(Document section)

==============================

[
https://issues.apache.org/jira/browse/CASSANDRA-17601?page=com.atlassian.jira.plugin.system.issuetabpanels:comment-tabpanel&focusedCommentId=17532500#comment-17532500
]
Jon Meredith commented on CASSANDRA-17601:
------------------------------------------
I think we can avoid introducing any more version-dependent behavior if we
remove {{ALL_REGULARS_AND_QUERIED_STATICS_COLUMNS}} or switch enabling it to
being an advanced option, and wait until pre-4.0.x upgrades are no longer
supported. Given how core {{ColumnFilter}} is, and how long they can be kept
around with {{{}ColumnFilterFactory.PrecomputedColumnFilter{}}}, I think any
non-deterministic version dependency on lowest upgrade version must be removed.
If the patched coordinator never builds
{{ALL_REGULARS_AND_QUERIED_STATICS_COLUMNS}} filters
- 3.x ColumnFilter will work the same as now - equivalent to Wildcard
- 4.0.x/4.1.x ColumnFilter will deserialize as the correct
SelectionColumnFilter.
If the coordinator is running on 4.0.x/4.1.x pre-fix - the lowest upgrade
version in 4.x will be null or the local version.

==============================

(Supplied data)
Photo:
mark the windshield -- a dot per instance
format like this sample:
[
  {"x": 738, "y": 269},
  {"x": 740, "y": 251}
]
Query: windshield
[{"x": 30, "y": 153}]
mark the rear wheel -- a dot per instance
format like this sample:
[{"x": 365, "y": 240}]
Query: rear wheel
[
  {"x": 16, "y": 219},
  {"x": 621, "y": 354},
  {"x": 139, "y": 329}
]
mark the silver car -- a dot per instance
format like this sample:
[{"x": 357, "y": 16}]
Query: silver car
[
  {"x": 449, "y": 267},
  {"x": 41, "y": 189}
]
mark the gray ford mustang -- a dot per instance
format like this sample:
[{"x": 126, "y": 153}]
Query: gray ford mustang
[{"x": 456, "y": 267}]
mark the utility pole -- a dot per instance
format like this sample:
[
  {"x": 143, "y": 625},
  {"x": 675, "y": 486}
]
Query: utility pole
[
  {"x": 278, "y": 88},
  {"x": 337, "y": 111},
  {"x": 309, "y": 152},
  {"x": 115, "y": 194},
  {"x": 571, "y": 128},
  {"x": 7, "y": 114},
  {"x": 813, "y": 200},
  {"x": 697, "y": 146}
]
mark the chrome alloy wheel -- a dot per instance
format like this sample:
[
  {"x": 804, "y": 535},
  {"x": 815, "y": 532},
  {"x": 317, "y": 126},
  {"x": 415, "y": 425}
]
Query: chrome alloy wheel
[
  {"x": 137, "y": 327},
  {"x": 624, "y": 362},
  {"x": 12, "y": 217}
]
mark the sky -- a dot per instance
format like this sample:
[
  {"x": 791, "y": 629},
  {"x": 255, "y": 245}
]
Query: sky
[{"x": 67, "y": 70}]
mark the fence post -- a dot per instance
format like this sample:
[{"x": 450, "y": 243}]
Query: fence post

==============================

(Set exercise 1)
In the Cassandra issue comment, how will a 3.x ColumnFilter work if the patched coordinator never builds the ALL_REGULARS_AND_QUERIED_STATICS_COLUMNS filters?
(Set exercise 2)
Rewrite the Cassandra issue comment between "If the patched" and "SelectionColumnFilter.", inclusive, with "deserialize" changed to "decode".
(Set exercise 3)
Resume the Cassandra issue comment after its last sentence.

(Expected answer 1)
It will work the same as now, equivalent to Wildcard.

(Expected answer 2)
If the patched coordinator never builds
{{ALL_REGULARS_AND_QUERIED_STATICS_COLUMNS}} filters
- 3.x ColumnFilter will work the same as now - equivalent to Wildcard
- 4.0.x/4.1.x ColumnFilter will decode as the correct
SelectionColumnFilter.

(Expected answer 3)
* Option 1 - A patched node deserializing could chose to ignore the new
{{FETCH_ALL_STATICS}} bit and deserialize
{{ALL_REGULARS_AND_QUERIED_STATICS_COLUMNS}} as {{ALL_COLUMNS}}
** {{org.apache.cassandra.db.rows.BTreeRow#filter}} will not be able to filter
columns and not add a transform
**
{{{}org.apache.cassandra.db.rows.UnfilteredSerializer#readSimpleColumn{}}}/{{{}readSimpleColumn{}}}
will always read the static - which should work fine as all statics will be in
the fetched list.
**
{{org.apache.cassandra.index.internal.keys.KeysSearcher#queryDataFromIndex}} -
will only use initial filter, not create an extended one.
* Option 2 - we could keep it around and just enable building it behind a
configuration entry until 3.0.x is no longer supported when we it is enabled by
default/removed.
If the coordinator is running 3.0.x/3.11.x
- A patched node can deserialize as a wildcard by detecting the messaging
protocol < VERSION_40
If the coordinator is running a 4.0 release pre-4.0-rc2, I think it will
regress and return incorrect results while the cluster is in mixed mode - it is
over a year past our release date it seems reasonable to expect users to have
upgraded or tolerate the issues during the upgrade. It will resolve on upgrade.
I've pushed up a branch
[exp-refactor-out-upgraded-from-in-column-filter|https://github.com/jonmeredith/cassandra/tree/exp-refactor-out-upgraded-from-in-column-filter]
that for option 2 that has a minimal that makes fix to make creating
{{ALL_REGULARS_AND_QUERIED_STATICS_COLUMNS}} configurable.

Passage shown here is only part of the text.